##### DATA EXCERPTS #####

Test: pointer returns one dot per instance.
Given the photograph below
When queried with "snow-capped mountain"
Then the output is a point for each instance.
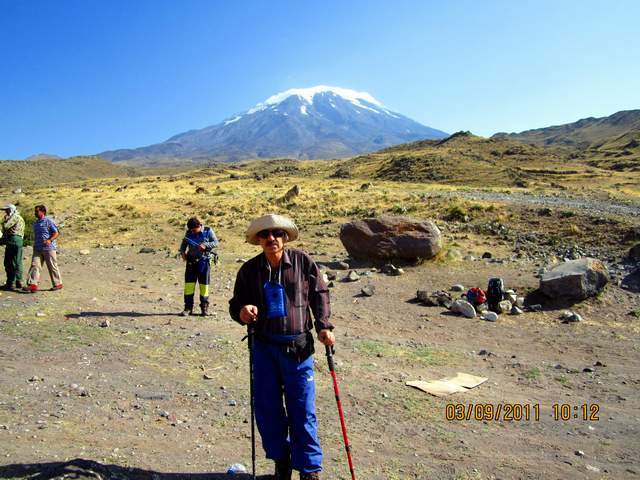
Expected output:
(302, 123)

#####

* **WORK TO BE COMPLETED**
Exactly as written, give the entries above again, with no images.

* **ANSWER SECTION**
Test: pointer returns one dot per instance.
Given the photograph below
When queried with "snow-capped mountain"
Then the output is a point for each instance.
Expected output:
(302, 123)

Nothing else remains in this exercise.